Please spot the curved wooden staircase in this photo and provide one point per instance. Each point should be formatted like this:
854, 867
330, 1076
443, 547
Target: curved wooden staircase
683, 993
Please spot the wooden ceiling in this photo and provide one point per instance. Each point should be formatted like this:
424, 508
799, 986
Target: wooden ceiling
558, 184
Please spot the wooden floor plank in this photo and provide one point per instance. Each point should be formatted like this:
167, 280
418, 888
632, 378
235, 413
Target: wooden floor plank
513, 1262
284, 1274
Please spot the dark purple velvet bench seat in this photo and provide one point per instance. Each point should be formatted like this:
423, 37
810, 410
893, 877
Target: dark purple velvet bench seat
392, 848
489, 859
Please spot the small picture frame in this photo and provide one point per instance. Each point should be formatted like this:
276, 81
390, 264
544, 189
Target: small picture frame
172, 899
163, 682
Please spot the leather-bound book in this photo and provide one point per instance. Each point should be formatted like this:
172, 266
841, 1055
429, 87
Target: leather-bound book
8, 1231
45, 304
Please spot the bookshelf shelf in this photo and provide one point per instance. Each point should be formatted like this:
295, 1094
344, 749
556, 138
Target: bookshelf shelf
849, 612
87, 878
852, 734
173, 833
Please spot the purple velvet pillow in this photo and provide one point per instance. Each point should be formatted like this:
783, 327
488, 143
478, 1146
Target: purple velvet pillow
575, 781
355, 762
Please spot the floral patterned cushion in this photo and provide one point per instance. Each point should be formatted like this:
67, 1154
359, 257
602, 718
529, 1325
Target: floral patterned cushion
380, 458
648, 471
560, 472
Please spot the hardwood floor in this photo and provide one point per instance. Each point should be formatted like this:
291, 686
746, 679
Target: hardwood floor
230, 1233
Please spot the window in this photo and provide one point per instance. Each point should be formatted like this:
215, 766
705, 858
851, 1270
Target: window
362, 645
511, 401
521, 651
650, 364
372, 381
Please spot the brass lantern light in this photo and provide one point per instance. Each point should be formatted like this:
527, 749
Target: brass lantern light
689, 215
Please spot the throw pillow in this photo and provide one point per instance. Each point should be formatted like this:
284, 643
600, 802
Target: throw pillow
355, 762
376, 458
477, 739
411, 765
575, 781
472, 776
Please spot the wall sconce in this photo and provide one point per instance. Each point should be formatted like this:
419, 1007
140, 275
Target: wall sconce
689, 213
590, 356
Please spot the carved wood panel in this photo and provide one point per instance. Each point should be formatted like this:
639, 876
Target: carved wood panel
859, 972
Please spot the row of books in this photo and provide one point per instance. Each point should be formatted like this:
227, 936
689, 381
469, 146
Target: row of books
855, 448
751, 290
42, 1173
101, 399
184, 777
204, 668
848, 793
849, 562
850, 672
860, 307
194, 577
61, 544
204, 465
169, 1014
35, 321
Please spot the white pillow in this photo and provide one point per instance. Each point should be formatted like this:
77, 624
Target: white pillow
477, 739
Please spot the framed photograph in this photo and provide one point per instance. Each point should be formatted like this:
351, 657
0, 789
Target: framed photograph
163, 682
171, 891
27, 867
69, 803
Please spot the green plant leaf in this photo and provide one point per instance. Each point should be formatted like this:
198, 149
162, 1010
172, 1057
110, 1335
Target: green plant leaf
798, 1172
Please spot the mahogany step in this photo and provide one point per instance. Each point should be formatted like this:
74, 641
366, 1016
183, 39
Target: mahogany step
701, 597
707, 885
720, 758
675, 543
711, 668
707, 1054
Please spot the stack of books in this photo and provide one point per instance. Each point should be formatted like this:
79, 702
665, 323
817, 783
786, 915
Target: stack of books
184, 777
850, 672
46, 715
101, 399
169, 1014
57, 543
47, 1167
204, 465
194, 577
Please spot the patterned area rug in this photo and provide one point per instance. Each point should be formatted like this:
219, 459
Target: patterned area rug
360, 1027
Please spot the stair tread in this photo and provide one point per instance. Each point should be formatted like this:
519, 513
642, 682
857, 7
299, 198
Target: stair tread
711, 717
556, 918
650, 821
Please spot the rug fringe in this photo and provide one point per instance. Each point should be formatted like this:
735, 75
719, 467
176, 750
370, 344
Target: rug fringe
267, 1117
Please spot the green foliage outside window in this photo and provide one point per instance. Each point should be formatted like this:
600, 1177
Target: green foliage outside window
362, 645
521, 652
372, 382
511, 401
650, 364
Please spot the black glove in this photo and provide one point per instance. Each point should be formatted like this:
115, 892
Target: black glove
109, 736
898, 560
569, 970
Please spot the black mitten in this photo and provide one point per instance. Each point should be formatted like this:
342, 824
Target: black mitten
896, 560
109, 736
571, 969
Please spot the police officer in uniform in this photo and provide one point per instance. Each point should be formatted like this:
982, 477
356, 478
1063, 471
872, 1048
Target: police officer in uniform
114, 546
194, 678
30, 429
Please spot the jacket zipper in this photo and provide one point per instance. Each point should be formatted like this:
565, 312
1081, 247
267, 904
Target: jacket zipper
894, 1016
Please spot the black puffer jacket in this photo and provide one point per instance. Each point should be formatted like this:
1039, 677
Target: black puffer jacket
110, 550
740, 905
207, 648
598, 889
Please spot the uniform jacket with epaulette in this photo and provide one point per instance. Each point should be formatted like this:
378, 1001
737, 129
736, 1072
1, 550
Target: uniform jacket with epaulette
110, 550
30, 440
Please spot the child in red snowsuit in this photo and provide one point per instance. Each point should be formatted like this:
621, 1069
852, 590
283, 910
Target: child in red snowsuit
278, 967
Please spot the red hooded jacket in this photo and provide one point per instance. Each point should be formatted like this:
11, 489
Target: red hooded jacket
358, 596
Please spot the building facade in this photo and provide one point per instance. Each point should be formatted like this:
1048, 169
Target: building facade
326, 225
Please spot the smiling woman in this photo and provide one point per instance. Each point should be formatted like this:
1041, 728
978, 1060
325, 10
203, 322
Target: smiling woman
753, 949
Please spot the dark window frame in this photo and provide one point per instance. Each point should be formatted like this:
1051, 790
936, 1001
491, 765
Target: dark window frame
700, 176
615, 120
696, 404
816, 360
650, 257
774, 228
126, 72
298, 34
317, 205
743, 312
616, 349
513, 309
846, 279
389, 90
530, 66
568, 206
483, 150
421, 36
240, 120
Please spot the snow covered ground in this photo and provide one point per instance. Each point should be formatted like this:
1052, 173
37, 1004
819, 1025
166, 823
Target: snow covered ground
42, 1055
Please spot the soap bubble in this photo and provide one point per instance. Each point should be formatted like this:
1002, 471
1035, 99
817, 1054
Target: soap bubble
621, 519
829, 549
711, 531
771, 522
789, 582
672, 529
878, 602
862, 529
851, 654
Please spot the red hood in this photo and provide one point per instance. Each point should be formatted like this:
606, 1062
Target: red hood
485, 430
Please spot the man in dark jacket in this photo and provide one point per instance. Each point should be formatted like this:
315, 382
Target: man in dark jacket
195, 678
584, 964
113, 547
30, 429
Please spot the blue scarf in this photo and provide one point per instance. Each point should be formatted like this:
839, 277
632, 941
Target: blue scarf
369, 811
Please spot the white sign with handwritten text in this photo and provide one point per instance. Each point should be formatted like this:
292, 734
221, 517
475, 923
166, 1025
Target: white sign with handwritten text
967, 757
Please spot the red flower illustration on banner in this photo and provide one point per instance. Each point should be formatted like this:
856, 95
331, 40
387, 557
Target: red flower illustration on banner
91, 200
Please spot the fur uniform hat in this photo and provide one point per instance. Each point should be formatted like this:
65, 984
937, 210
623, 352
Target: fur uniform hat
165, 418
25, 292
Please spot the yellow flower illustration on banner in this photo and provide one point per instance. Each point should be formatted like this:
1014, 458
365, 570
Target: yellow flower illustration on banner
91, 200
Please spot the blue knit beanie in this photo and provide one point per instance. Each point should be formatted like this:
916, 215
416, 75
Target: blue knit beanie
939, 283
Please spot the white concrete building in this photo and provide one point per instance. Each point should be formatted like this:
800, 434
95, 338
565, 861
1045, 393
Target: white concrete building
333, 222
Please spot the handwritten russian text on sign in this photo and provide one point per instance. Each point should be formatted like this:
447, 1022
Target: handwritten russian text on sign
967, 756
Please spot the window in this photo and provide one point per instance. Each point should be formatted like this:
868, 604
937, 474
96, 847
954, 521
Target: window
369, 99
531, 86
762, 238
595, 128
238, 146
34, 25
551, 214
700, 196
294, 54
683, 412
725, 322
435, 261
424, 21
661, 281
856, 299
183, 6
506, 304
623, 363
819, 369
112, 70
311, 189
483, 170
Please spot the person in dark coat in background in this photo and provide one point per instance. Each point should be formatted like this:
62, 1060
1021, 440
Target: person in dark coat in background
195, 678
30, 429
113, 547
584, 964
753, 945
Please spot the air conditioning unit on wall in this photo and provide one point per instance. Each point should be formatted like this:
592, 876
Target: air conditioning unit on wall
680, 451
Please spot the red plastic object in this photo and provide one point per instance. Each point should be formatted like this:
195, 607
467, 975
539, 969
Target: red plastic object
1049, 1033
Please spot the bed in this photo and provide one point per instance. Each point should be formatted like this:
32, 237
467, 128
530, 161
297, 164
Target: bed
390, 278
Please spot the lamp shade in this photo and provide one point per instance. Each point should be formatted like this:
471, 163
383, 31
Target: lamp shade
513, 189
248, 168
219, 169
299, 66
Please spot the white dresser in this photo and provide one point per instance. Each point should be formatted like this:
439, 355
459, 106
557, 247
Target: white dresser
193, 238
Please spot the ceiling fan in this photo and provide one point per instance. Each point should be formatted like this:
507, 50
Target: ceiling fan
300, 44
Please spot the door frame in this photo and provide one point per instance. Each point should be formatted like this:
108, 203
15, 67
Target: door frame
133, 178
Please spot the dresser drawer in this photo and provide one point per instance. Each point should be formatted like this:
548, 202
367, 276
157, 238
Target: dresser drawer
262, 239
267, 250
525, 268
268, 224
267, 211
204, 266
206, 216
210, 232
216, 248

-*-

The request
Only the lines from the one with "Please spot the lamp" through the end of the material are wanted; copy them exactly, both ends included.

Solution for this problem
Please spot the lamp shade in this photo and provide one point per instance. Each point should be formatted like this:
471, 163
383, 31
Target: lamp shade
513, 189
248, 168
219, 169
299, 66
Please spot the white dresser in this photo and provide one point per instance. Each point should be formatted like this:
439, 355
459, 106
557, 247
Target: white dresser
193, 238
Please spot the ceiling fan in this photo and provide one point per instance. Each point should be formatted like this:
507, 50
Target: ceiling fan
300, 44
Please spot the door frame in this photo and provide one point per instance. Each point should be formatted like this:
108, 203
15, 67
Target: door frame
133, 178
Please spot the dresser drawer in this photo and provide one point per instance. Each point should be formatted like this:
548, 202
367, 276
157, 238
Target: dresser drawer
262, 239
267, 250
525, 268
268, 224
267, 211
204, 266
206, 216
210, 232
216, 248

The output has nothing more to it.